**Reading passage**
Content starts

Loopholes in revised law need to be closed

Nov. 20, 2013 - 20:13 By Yu Kun-ha
The revised law on executive compensation disclosure is taking effect Nov. 29 to improve corporate transparency and protect shareholders’ rights. But questions are being raised about its effectiveness as it has loopholes.

The current compensation disclosure rule is too lax. Under it, a listed company is only obligated to disclose two things ― the total and average amount of compensation it pays to its “registered” directors. A registered director is an inside director who is also a board member.

Under this disclosure system, the exact salary of each executive on the board is kept secret. This helps a chaebol owner who serves as the CEO of a group flagship hide the value of his compensation.

The new law has strengthened the rule by requiring a company to disclose how much money it pays to each of the inside directors on the board, if their annual compensation exceeds 500 million won.

But this new arrangement also has a big loophole. As before, it does not apply to non-registered executives ― inside directors who are not board members ― regardless of how much money they receive.

This has led to one chaebol owner after another stepping down as a registered executive of their group firms to avoid being required to disclose their compensation.

The latest examples are Orion Group chairman Dam Cheol-gon. He was preceded by Lotte Group chairman Shin Dong-bin, Shinsegae Group vice chairman Chung Yong-jin and Meritz Financial Group chairman Cho Jeong-ho.

Content ends

Stored data
Content starts

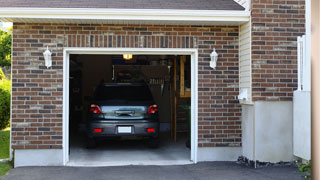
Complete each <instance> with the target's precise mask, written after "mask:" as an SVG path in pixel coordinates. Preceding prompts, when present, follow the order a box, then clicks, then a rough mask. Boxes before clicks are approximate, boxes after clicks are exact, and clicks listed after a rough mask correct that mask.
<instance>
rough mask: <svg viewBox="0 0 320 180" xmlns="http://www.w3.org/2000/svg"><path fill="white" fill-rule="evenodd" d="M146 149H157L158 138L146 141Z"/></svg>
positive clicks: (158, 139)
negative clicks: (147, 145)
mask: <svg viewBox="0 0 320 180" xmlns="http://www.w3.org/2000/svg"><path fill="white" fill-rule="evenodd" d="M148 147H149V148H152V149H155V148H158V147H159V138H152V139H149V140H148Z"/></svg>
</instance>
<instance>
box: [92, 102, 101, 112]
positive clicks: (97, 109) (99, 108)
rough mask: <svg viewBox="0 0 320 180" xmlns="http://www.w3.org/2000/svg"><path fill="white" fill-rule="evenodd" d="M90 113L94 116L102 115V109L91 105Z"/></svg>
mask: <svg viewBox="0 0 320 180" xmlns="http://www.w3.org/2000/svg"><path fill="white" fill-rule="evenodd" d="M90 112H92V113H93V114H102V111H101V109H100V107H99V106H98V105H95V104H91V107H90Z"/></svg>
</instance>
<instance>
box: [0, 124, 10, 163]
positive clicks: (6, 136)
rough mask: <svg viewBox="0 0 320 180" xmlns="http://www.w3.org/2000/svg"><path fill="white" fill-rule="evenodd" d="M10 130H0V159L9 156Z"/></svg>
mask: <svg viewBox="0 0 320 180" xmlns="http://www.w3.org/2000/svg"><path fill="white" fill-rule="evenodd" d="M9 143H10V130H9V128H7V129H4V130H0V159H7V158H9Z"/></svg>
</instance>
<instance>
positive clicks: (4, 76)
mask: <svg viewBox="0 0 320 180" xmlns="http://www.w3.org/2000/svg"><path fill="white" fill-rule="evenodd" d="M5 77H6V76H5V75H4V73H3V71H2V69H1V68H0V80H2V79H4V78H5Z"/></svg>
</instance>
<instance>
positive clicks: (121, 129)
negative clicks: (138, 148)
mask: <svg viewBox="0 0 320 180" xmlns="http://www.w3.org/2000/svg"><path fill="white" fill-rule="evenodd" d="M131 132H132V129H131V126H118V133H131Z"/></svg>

Content ends
Content starts

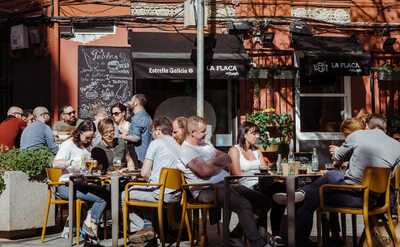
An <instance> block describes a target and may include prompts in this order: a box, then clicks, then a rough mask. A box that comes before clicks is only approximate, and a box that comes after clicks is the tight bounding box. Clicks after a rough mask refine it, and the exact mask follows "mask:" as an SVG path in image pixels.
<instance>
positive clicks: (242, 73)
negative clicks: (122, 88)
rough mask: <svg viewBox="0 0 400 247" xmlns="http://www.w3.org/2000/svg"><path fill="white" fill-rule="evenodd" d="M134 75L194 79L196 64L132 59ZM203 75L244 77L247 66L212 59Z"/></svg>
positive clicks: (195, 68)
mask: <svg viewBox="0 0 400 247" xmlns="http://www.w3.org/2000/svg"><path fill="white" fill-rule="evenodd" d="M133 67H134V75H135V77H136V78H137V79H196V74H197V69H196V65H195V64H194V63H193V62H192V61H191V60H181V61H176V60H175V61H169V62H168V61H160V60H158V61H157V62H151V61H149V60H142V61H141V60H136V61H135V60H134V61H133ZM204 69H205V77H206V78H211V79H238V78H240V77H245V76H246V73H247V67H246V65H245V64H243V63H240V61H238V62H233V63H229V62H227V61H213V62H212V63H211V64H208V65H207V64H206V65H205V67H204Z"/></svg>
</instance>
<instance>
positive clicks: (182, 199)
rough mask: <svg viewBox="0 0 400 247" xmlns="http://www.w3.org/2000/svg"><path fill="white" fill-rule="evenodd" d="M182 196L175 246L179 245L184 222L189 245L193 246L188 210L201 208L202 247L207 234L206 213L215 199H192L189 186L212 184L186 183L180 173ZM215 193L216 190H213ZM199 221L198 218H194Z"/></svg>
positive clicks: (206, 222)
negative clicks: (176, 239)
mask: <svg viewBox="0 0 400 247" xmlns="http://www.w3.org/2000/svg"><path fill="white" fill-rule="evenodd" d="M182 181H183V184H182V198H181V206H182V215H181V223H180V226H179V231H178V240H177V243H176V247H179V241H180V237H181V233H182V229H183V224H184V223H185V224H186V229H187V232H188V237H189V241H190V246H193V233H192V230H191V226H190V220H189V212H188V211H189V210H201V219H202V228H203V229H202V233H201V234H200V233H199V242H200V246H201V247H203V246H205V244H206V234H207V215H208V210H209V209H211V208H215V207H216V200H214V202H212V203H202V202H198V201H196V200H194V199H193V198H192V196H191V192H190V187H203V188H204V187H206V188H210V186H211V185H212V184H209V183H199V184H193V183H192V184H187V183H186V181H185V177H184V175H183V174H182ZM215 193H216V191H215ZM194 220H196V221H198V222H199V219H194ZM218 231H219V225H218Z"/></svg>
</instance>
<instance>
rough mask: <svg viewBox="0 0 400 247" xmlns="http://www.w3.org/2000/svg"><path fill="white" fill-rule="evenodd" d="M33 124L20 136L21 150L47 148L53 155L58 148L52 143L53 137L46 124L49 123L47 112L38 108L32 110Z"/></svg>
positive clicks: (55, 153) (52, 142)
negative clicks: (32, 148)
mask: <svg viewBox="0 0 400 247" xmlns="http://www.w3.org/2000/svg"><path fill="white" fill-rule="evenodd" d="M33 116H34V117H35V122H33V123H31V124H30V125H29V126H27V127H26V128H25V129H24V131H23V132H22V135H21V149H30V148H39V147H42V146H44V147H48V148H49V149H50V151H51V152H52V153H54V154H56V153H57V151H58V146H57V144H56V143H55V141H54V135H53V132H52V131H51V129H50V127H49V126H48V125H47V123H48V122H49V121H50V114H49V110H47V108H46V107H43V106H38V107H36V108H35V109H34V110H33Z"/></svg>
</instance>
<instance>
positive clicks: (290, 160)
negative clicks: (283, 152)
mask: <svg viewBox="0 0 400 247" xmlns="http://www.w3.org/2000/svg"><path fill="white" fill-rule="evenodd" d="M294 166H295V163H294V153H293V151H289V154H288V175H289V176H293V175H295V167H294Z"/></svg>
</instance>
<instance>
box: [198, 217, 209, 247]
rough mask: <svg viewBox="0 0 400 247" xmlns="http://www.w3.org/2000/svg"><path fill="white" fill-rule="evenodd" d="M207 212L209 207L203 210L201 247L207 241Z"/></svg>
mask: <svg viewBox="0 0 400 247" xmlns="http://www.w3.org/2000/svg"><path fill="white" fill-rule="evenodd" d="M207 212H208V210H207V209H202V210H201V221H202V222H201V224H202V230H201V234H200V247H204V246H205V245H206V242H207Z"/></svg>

Content ends
Content starts

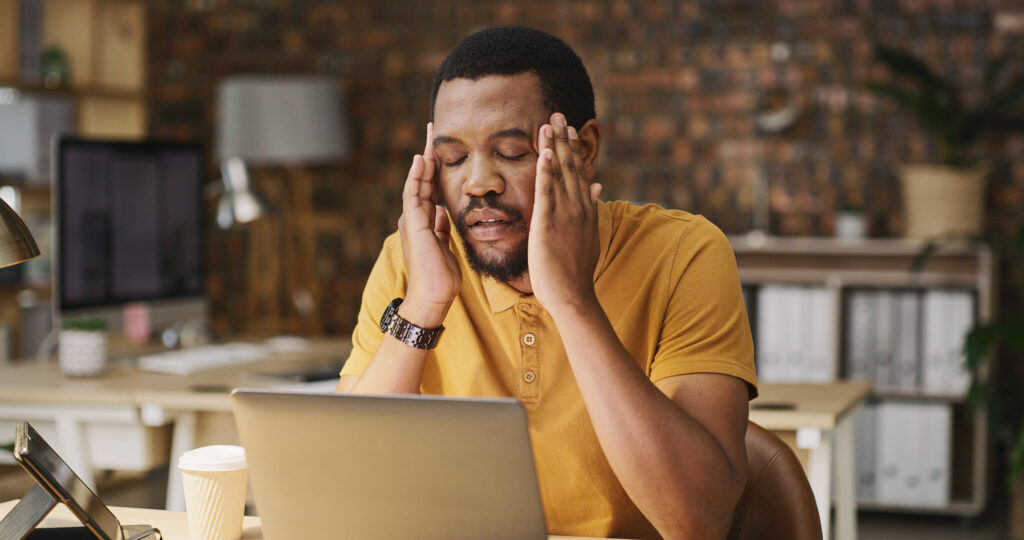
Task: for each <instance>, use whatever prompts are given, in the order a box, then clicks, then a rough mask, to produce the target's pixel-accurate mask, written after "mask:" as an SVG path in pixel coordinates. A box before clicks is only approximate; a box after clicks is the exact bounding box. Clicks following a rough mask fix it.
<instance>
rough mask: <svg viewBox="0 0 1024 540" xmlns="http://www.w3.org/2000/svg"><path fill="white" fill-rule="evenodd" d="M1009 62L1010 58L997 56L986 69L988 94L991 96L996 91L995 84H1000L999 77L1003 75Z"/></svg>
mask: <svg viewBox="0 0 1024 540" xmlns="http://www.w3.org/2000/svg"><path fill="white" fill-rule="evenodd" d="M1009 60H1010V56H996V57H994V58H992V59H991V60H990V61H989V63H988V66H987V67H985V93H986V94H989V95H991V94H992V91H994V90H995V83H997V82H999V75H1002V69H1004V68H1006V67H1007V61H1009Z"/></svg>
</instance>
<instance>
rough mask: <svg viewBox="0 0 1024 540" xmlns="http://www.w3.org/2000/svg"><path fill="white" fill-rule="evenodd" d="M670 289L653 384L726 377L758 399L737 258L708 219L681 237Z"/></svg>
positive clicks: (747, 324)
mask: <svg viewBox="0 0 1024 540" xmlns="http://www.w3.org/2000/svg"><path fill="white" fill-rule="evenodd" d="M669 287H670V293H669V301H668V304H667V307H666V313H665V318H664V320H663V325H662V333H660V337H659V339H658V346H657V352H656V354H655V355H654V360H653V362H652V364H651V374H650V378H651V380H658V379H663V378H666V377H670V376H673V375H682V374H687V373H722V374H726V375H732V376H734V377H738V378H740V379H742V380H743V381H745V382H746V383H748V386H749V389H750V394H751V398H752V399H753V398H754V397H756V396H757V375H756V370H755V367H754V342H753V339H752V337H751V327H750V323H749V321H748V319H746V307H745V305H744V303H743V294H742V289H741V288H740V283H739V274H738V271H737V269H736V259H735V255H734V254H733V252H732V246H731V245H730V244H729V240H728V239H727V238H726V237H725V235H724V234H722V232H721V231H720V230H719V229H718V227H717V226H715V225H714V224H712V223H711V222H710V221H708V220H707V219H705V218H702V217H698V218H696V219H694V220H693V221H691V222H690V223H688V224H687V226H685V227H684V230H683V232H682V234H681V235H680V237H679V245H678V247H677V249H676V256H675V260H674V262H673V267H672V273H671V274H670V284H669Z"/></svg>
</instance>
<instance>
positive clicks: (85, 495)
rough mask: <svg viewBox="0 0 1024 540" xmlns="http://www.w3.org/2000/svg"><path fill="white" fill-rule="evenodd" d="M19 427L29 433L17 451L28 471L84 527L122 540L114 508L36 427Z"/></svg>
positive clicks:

Content ends

**Tasks for this exercise**
1. In the article on executive compensation disclosure, which chaebol leaders are named, and what group and title does the article give for each?
2. Answer these questions from the article on executive compensation disclosure:
(a) On what date does the revised law take effect?
(b) Above what annual compensation must a company disclose an individual inside director's pay under the new law?
(c) Under the current rule, what two things is a listed company obligated to disclose?
3. Could you carry the article on executive compensation disclosure forward from where it stops?

**Exercise answers**
1.
- Dam Cheol-gon, Orion Group chairman
- Shin Dong-bin, Lotte Group chairman
- Chung Yong-jin, Shinsegae Group vice chairman
- Cho Jeong-ho, Meritz Financial Group chairman

2.
(a) Nov. 29
(b) 500 million won
(c) The total and average amount of compensation it pays to its registered directors

3.
The resignations of these chaebol owners as board members do not necessarily mean that they would loosen their managerial control. Although they do not attend board meetings, they still make important decisions.

Such a corporate governance system is exactly the one that the government has sought to reform, since it allows chaebol owners to exercise managerial control without taking any corresponding responsibility.

To address this problem, it is necessary to plug the loophole of the revised law. In doing so, the government can take a page out of the U.S. rule book.

The U.S. federal securities law requires a company to disclose in its annual proxy statement information concerning the amount and type of compensation paid to its chief executive officer, chief financial officer and the three other most highly compensated executive officers ― regardless of their status as registered or non-registered executives.

The government also needs to further strengthen regulations by requiring companies, as the U.S. law does, to disclose the criteria used to reach executive compensation decisions and the relationship between compensation and performance.